Social Justice, Family, & Social Lies.


American society is still built on a desire for truth. In most venues whether at home, work, business, play, or even in the functions of government, this is true. Despite this longing for truth and honesty in all areas of life, people still lie. I often pause in awe to realize that the American people are still appalled in 2008 when lies or vices are exposed.

Denying a cynical view, they even now look to truth and virtue as the standard and yearn for it.

Most recently as an example, people were surprised at the revelations of the national mortgage lender crisis involving the familiarly known entities, Fannie Mae and Freddie Mac. The vice of greed most recently exposed the managers and executives of the lenders, because they received false generous bonuses due to pufferied income figures. From the most celebrated case, Enron, to Wall Street, from Congress to city hall, greed and lies continue to be exposed.

Its impact on the U.S. economy and on the international scale may unfold for years as investors and consumers loose confidence and trust in the American financial system–at one time the envy of the world.

The life of overconsumption and abuse of the material creation caused by greed and dishonesty has affected America. Of course, as the old biblical saying goes, the Truth shall set you free. All people hold onto affections, ideas, things, desires, hopes, and dreams that are yet be exposed to the light of truth, and when done so, if we are honest with ourselves, we tend to let those things go. After all, God wants us to be free. When we are truthful with ourselves, and with each other in charity, it is there that we are able as children to receive His grace and adore Him fully.

Yet, the impact of lies on our Nation is especially revealing today. The leading example is abortion (the legal prohibition of abortion was lifted in the 1970s). There are philosophical and religious institutions and profit-making industries devoted to one colossal lie and to the loss of one life at a time: that it is legitimate to spill the blood of a kid in the womb.

Another 1970s monstrosity changed modern American jurisprudence. It enables men and women by the thousands daily to lie with little or no effort in court. In the early 1970s, the legislatures across the United States passed laws that permitted divorce by a reprehensible claim of “irreconcilable differences.”

By simply testifying before a judge under the penalty of perjury, imprudent men and women tell a judge that he or she cannot cannot reconcile with their spouse. Christians and non-Christians alike. Catholics and non-Catholics alike. No statistical difference. Yet, these Christians and Catholics lie, stating proudly and unequivocally that they cannot get along with their soon-to-be former spouse. [Note here that this does not discount the spousal physical or sexual abuse, drug and alcohol abuse, or adultery, or other legitimate causes. These can be legitimate and right claims to escape the terror of real abuse].

------------------------------

# PARTS OF THE EXERCISE
(1) In the essay, what claim did the laws passed in the early 1970s allow as grounds for divorce?
(2) Transcribe the stretch of the essay from "Most recently as" through "of the world.".
The listing comes from a separate source.

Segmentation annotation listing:
------------------------------

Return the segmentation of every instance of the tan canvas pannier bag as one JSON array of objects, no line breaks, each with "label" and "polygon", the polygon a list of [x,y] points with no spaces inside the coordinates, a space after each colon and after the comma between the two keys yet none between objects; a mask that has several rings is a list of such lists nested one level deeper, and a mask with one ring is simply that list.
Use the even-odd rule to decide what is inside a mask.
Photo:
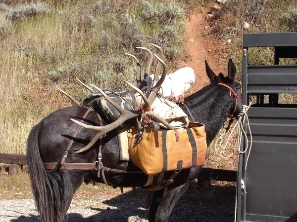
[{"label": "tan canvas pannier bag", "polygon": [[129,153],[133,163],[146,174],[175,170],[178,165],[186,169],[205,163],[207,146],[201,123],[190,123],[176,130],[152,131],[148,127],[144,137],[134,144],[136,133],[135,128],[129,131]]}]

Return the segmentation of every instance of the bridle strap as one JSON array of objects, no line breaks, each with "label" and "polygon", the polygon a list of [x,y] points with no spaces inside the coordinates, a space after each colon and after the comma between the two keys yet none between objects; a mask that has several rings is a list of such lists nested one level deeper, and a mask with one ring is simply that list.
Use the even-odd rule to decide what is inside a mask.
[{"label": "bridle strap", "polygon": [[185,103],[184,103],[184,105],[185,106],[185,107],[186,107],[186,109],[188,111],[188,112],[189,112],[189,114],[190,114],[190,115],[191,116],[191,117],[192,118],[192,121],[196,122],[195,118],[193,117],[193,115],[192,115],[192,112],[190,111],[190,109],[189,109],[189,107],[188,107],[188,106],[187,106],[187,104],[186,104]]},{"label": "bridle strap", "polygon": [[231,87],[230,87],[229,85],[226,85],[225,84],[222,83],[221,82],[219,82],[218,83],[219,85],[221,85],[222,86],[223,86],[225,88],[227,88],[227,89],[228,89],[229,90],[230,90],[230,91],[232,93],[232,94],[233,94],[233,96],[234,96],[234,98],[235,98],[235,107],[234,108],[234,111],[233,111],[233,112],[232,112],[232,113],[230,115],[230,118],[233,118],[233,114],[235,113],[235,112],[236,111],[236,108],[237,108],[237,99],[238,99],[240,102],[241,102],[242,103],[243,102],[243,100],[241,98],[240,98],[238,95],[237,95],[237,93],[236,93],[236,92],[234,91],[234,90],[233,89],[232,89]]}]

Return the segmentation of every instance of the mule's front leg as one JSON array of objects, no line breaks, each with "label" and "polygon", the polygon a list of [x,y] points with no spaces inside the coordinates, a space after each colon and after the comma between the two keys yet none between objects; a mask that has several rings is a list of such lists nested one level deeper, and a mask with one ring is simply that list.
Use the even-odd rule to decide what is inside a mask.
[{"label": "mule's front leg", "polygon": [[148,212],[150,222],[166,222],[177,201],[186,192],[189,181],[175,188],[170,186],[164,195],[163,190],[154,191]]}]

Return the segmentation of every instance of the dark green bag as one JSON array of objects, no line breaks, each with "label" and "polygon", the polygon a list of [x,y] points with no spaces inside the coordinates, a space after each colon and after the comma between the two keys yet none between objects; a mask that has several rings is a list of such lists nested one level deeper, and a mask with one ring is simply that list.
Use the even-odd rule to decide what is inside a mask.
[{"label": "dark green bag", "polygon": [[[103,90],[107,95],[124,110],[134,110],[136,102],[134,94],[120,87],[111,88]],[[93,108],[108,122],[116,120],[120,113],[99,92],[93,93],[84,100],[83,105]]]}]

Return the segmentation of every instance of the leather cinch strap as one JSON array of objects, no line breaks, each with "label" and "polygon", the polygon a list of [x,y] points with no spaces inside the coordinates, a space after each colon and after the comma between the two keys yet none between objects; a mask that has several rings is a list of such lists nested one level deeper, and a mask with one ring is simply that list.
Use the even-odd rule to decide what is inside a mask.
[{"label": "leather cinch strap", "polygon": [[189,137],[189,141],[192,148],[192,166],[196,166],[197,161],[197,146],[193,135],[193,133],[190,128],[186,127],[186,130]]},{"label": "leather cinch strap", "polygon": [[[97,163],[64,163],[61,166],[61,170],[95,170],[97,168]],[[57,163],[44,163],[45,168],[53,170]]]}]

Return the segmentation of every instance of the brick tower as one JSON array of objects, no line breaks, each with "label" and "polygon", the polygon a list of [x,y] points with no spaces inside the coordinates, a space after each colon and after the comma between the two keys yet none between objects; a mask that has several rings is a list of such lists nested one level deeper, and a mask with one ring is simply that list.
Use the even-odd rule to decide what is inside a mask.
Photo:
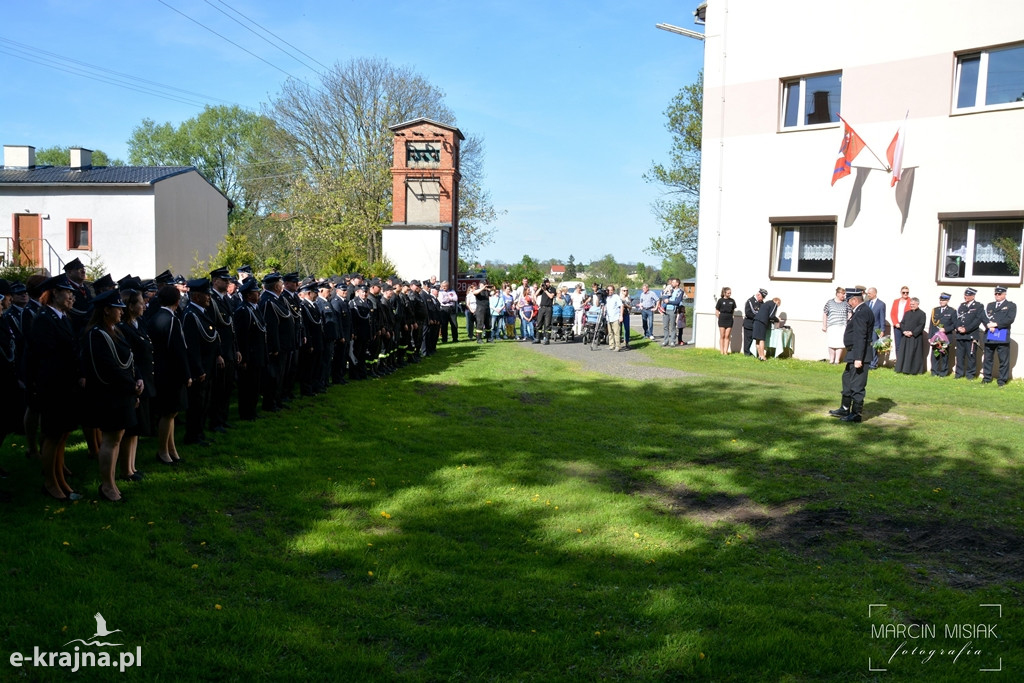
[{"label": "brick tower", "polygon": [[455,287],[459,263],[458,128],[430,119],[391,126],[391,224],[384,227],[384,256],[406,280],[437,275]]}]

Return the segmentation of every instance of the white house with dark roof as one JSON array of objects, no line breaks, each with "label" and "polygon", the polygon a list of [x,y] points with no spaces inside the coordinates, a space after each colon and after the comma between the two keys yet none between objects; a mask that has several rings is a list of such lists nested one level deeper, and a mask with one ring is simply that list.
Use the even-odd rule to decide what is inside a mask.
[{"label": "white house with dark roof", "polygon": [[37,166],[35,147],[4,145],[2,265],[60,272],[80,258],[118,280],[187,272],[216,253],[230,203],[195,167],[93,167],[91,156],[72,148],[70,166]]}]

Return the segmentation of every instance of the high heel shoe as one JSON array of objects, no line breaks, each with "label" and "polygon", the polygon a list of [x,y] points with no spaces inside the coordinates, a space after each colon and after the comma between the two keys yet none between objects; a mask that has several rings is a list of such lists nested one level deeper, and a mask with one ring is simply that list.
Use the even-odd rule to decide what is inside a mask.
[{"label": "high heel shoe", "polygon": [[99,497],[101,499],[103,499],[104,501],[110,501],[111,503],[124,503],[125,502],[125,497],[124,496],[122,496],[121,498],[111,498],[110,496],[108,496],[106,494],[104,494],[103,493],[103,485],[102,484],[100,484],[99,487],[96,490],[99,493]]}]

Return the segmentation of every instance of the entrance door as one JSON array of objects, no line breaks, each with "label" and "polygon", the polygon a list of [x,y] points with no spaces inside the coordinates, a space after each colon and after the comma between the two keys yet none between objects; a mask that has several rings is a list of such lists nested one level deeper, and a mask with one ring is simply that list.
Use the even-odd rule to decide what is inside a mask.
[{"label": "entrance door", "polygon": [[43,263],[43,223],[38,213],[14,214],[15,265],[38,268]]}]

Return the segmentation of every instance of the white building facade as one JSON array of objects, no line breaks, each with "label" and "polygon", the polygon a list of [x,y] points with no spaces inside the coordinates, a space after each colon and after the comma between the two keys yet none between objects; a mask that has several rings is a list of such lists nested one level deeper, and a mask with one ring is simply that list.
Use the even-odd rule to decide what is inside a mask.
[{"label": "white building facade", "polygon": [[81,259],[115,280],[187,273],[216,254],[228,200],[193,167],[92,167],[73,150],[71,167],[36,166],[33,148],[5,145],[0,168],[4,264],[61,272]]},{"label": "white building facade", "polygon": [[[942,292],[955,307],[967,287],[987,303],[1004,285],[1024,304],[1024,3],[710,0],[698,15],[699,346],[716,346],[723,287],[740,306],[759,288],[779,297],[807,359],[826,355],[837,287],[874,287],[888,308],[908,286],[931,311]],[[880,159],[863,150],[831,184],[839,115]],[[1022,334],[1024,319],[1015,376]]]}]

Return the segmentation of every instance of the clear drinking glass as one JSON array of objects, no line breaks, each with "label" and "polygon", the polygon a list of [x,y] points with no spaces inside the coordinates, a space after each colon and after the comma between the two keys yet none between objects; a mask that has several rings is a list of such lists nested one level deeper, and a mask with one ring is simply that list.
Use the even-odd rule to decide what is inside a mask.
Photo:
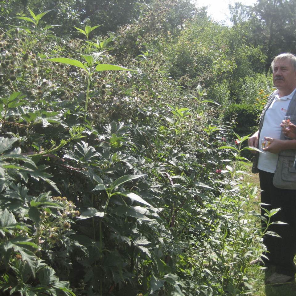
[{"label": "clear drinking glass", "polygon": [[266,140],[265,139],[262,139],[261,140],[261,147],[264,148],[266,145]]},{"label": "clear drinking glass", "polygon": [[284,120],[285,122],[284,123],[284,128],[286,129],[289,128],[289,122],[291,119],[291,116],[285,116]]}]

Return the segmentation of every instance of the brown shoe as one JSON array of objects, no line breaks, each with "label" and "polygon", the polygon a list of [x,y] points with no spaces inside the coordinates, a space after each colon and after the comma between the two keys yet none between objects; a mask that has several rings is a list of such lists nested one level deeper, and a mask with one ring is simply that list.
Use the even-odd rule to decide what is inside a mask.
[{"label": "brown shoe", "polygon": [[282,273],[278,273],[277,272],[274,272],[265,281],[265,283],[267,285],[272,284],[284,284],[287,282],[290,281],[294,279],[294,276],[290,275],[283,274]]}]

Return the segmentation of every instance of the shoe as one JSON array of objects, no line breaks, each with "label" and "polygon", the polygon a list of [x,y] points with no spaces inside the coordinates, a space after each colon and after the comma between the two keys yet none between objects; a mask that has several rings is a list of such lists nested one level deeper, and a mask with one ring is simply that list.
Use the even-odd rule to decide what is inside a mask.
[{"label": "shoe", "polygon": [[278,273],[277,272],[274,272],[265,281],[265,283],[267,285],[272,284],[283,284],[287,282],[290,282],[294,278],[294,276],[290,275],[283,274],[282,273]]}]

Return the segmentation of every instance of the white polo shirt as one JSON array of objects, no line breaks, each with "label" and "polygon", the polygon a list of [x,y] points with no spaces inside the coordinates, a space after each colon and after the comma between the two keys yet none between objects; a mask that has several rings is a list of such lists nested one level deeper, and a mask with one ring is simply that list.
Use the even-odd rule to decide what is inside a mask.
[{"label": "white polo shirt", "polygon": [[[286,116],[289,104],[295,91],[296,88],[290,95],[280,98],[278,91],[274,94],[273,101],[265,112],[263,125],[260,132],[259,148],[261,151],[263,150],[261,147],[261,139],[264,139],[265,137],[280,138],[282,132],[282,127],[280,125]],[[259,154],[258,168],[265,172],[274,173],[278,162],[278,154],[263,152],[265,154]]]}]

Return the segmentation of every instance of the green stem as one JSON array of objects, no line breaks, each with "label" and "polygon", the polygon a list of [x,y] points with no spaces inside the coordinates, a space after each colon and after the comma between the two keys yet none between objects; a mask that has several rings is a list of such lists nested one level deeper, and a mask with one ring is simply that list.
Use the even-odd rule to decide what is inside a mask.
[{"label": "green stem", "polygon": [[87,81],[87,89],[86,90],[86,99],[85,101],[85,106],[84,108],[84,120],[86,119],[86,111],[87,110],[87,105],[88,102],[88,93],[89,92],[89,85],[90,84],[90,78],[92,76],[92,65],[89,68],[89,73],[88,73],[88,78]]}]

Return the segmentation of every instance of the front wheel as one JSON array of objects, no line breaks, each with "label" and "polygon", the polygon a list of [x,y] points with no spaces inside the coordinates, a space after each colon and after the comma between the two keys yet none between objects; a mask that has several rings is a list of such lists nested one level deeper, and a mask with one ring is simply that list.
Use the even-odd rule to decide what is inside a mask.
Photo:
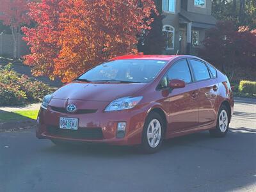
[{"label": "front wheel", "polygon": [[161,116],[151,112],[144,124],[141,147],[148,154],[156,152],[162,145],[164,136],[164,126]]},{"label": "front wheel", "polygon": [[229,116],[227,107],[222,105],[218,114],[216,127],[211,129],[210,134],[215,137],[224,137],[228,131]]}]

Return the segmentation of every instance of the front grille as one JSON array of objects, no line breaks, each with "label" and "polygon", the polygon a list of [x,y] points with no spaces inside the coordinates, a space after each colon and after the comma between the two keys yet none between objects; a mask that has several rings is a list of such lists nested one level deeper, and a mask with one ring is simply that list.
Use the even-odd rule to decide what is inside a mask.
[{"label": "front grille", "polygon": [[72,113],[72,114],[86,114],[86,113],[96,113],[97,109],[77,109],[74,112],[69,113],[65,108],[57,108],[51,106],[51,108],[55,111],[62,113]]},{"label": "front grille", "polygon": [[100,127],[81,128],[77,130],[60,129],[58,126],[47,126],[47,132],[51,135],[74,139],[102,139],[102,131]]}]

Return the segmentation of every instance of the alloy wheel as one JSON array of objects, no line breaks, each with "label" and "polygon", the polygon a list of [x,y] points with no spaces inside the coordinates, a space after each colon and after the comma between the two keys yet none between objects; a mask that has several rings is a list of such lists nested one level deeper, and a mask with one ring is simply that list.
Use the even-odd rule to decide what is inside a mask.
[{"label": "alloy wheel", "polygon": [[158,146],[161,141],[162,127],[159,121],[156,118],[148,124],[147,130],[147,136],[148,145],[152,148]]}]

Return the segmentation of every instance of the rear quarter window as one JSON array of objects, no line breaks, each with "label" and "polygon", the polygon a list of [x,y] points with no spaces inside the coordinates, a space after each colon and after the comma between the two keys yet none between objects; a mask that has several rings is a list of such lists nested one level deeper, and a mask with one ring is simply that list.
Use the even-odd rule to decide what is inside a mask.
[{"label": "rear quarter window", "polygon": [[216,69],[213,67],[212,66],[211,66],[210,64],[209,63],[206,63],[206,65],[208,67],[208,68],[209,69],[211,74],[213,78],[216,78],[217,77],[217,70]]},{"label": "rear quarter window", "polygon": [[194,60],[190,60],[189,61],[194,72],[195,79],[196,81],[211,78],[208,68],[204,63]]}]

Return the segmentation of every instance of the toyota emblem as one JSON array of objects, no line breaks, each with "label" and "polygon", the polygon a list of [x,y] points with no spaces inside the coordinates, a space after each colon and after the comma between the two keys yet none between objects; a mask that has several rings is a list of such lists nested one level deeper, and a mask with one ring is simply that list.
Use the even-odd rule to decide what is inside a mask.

------------------------------

# SOLUTION LIST
(1) A claim of "irreconcilable differences."

(2)
Most recently as an example, people were surprised at the revelations of the national mortgage lender crisis involving the familiarly known entities, Fannie Mae and Freddie Mac. The vice of greed most recently exposed the managers and executives of the lenders, because they received false generous bonuses due to pufferied income figures. From the most celebrated case, Enron, to Wall Street, from Congress to city hall, greed and lies continue to be exposed.

Its impact on the U.S. economy and on the international scale may unfold for years as investors and consumers loose confidence and trust in the American financial system–at one time the envy of the world.